== EXTRAIT ==

L’autre image tient encore de plus près à l’histoire de cette époque que l’image même du docteur Érasme. Cette autre image c’est celle de Philippe Mélanchton, le disciple bien-aimé de Luther. C’était le moment où la réforme soulevait le monde ; la réforme, le plus grand événement du monde depuis la venue du Christ ; Luther, un plus grand fait que Voltaire ou Mahomet ! Comme on devait parler de cela en Allemagne ! comme on devait prêter l’oreille à ces bruits, avant-coureurs d’une véritable révolution en Allemagne ! Tous les réformateurs étaient partis de l’Allemagne, comme ils font encore aujourd’hui. Surtout cela épouvantait, cela occupait beaucoup Albert Durer. Ils parlaient souvent de la réforme, lui et l’ami de son cœur, Bilibad Pirkheimer, esprit avancé et ardent qui se prenait d’une passion singulière pour cette nouveauté ¡ si étrange, la non infaillibilité du pape ! la non toute-puissance de Rome ! Ils parlaient donc tout bas, le soir, Bilibad et lui, du moine Luther ; ils lisaient tout bas, ils commentaient l’un et l’autre les prédications et les livres de cet homme qui, suivant l’expression de l’Écriture, brûlait les âmes comme des torches ardentes jetées sur des gerbes de blé ; et c’était là un grand drame pour ces deux hommes, un drame dans lequel ils jouaient un grand rôle aussi. Longtemps ils prirent parti pour et contre ; longtemps ils discutèrent la doctrine nouvelle, se croyant jusque-là de zélés catholiques, et ne voyant pas que s’abandonner à l’examen c’était déjà appartenir à Luther. Aussi ce qui devait arriver arriva Bilibad Pirkheimer, homme sincère, même avec lui-même, trouva à la fin qu’il était convaincu ; il entra un des premiers dans ce schisme qui devait être si tôt la religion nationale des Allemands. Pour Albert Durer, il lui arriva ce qui devait lui arriver : il fit comme tant d’autres bons esprits, et, voyant quelques-uns s’arranger un christianisme à leur taille, il obéit à sa nature en rassemblant à son usage tout ce qu’il y avait de poésie dans la réforme, restant pour tout le reste catholique et dévoué au saint-père ; et c’était déjà beaucoup pout le Vatican, qui était dépassé.

===
== ENREGISTREMENTS À TRAITER ==

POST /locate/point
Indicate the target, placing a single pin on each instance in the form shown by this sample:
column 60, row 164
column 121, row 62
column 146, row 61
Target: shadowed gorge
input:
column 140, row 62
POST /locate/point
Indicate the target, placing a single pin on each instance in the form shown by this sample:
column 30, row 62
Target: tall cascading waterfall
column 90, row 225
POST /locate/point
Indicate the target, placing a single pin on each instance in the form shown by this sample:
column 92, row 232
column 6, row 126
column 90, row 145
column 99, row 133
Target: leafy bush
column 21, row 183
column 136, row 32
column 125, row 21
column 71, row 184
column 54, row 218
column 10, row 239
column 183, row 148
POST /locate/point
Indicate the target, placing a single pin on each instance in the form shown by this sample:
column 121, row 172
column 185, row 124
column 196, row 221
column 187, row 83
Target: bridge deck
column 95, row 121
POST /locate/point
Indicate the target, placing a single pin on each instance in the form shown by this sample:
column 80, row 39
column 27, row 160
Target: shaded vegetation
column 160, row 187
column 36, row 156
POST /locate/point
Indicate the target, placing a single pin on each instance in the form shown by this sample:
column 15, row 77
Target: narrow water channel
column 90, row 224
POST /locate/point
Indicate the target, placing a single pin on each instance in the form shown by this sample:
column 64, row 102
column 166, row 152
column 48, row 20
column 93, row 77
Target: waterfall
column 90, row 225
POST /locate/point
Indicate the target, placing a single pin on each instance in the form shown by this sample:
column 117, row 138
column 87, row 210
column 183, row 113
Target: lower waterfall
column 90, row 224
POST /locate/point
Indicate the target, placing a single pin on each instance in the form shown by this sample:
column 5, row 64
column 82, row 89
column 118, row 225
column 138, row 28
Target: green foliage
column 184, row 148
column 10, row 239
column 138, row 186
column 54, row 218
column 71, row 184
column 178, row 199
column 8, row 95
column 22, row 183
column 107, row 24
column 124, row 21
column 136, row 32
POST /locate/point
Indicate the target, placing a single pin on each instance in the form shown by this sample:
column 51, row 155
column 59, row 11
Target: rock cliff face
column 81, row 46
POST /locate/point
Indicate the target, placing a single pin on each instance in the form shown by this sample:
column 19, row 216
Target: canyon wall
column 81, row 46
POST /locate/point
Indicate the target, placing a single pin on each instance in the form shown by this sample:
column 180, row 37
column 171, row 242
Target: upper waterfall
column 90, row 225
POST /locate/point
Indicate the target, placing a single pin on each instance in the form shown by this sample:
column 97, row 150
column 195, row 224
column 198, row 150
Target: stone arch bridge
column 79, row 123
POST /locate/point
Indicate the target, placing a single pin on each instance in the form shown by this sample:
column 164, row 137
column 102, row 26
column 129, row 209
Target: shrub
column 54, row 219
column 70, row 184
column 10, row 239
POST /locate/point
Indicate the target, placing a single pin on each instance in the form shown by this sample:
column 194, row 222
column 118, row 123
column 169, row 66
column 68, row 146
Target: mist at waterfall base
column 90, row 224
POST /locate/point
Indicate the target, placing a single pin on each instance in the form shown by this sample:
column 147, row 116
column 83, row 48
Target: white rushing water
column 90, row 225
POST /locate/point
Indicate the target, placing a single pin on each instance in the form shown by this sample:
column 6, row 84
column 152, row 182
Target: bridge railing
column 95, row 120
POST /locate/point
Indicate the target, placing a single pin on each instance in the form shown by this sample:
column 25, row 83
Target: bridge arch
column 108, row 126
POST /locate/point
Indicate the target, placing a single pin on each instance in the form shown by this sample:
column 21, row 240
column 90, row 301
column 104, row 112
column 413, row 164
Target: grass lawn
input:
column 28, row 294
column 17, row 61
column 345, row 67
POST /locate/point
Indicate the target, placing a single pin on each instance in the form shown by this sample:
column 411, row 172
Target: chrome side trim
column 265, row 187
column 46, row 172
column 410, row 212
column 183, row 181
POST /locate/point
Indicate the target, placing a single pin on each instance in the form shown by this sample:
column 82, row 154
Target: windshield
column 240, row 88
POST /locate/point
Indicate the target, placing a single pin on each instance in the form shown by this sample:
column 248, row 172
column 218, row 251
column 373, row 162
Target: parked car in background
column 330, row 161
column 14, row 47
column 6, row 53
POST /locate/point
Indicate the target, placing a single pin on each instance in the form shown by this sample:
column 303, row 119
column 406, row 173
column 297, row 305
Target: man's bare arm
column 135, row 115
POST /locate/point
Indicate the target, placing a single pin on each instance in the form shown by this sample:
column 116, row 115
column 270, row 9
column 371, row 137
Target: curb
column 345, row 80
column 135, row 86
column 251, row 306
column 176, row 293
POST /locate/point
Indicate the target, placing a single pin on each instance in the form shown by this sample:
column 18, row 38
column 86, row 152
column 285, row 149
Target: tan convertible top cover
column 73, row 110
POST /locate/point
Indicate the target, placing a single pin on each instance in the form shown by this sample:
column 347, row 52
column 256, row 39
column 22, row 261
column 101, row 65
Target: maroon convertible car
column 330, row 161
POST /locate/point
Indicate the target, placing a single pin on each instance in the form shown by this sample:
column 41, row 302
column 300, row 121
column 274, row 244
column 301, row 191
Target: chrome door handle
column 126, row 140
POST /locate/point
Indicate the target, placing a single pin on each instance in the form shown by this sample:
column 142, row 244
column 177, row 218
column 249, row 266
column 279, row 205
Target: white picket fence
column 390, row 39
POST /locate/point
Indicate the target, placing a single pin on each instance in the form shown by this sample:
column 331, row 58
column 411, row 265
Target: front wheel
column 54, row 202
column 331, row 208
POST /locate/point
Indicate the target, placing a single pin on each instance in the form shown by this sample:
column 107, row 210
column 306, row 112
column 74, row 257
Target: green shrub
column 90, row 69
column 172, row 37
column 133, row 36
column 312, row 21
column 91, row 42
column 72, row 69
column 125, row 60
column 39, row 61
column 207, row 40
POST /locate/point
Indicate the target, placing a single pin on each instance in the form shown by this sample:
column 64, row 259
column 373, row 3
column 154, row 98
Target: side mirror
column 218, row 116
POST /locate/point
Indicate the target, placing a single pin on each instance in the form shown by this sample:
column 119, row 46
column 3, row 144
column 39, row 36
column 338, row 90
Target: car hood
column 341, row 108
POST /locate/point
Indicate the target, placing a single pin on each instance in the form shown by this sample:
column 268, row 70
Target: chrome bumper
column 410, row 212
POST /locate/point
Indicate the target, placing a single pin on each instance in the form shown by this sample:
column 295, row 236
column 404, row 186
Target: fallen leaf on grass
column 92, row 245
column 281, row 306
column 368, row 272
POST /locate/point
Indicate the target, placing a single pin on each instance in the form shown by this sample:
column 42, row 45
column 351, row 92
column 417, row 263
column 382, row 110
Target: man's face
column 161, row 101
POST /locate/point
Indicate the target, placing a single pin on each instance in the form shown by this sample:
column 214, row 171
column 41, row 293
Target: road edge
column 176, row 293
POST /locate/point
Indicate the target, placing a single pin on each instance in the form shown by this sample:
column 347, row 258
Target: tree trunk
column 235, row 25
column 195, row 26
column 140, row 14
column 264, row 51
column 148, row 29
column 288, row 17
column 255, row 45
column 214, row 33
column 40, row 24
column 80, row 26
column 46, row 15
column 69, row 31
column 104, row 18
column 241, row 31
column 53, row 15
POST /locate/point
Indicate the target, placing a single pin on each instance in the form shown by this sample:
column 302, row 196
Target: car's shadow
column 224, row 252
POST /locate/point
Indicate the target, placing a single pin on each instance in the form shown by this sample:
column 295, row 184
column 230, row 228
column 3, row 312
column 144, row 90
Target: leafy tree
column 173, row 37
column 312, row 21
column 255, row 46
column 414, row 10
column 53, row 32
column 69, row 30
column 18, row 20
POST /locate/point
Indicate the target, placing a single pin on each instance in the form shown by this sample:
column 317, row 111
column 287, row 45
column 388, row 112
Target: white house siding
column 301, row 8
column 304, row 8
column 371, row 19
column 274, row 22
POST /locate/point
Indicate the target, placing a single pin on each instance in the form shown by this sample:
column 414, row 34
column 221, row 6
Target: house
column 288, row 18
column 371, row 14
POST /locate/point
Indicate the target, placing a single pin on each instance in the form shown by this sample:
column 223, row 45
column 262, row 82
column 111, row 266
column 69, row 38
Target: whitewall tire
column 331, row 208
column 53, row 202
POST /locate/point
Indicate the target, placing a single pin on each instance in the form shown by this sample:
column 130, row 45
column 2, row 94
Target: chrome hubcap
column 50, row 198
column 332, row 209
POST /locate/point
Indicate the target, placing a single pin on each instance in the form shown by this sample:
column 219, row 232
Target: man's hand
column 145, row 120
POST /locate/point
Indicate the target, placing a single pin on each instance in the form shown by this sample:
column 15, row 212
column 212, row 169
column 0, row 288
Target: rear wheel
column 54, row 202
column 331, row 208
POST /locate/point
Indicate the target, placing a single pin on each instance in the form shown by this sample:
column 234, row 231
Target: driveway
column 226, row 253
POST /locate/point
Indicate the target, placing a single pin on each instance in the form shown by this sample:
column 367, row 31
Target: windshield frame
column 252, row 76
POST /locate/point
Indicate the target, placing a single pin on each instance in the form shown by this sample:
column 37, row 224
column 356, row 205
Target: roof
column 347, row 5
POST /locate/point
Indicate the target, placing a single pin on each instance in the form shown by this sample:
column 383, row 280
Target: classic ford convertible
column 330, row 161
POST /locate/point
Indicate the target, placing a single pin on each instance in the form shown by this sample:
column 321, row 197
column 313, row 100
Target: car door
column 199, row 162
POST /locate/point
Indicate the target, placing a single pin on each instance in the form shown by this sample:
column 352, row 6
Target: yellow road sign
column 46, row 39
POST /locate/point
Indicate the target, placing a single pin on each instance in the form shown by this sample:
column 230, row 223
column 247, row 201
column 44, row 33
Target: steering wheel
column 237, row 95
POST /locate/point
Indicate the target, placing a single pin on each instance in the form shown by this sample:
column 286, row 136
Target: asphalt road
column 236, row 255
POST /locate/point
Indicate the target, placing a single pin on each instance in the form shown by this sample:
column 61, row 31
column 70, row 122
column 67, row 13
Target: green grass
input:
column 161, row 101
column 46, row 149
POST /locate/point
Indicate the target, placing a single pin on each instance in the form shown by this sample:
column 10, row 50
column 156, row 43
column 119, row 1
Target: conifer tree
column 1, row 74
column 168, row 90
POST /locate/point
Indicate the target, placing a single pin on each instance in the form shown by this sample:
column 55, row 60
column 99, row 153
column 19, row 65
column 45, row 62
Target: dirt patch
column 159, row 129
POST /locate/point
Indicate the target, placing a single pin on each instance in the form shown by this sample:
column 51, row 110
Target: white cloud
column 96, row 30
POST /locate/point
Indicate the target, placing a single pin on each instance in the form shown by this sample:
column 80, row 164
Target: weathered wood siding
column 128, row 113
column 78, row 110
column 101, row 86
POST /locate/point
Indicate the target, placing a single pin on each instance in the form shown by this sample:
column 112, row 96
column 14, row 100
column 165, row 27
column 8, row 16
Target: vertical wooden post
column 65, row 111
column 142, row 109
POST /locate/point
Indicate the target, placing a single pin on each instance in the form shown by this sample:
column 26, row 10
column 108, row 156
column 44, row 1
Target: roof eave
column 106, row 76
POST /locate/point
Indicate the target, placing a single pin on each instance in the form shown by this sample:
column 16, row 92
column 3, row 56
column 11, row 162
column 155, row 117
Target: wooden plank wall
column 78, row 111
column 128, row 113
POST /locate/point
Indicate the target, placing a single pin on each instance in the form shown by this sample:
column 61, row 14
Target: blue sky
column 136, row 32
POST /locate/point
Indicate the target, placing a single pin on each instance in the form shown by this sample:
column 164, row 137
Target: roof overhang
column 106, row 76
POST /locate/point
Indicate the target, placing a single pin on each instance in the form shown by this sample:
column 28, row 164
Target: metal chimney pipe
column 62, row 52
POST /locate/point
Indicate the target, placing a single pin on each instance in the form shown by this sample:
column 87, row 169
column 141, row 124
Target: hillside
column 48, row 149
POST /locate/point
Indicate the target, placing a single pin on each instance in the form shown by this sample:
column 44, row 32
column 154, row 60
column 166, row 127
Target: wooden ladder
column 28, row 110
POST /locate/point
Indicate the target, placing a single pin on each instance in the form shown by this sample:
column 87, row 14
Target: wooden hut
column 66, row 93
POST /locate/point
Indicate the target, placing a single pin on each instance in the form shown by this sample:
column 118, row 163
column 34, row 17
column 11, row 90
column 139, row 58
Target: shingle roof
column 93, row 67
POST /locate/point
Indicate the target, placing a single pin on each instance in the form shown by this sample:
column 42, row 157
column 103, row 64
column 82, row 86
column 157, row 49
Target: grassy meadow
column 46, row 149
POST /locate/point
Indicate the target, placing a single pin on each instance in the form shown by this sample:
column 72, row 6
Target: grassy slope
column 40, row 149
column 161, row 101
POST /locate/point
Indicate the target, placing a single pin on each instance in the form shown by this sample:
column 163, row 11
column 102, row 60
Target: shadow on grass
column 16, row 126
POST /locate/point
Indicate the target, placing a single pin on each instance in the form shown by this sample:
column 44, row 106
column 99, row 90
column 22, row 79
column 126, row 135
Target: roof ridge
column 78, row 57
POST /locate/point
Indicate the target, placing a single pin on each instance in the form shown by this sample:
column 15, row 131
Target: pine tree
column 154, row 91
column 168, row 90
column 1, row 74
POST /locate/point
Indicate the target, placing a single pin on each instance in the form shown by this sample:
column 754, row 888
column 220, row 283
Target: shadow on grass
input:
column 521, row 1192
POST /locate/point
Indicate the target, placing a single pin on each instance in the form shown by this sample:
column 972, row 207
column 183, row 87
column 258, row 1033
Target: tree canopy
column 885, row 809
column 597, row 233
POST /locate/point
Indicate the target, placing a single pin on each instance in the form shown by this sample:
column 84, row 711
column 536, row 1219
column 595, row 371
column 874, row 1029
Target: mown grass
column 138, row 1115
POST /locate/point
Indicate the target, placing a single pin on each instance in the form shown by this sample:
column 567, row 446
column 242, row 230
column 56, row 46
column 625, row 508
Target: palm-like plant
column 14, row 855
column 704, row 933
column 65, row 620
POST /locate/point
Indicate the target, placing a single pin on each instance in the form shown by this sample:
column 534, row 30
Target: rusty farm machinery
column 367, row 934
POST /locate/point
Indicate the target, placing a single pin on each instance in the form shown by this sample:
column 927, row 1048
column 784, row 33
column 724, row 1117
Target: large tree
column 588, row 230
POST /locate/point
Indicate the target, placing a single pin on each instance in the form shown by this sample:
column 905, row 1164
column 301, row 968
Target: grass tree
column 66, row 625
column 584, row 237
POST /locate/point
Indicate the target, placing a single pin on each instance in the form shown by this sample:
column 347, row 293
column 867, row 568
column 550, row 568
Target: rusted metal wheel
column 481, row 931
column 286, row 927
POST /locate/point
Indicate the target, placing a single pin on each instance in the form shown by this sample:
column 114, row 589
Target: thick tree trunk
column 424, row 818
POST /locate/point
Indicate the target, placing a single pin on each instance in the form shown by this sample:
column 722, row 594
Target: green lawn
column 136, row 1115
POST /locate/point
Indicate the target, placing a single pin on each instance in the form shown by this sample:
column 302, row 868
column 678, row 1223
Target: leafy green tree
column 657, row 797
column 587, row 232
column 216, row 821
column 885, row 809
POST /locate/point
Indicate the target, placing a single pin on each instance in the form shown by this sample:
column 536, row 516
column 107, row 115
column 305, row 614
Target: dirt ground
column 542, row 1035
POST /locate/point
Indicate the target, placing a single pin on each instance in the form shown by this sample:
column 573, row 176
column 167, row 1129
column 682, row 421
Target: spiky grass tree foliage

===

— EXERCICE PROPOSÉ 1 —
Selon l'extrait, comment s'appelle l'ami de cœur d'Albert Durer ?
— EXERCICE PROPOSÉ 2 —
Comptez les lignes des enregistrements où figure la chaîne « face », en respectant la casse. Donnez uniquement le nombre.
Les enregistrements n'ont aucun lien avec l'extrait.

— CORRIGÉ 1 —
Bilibad Pirkheimer.

— CORRIGÉ 2 —
2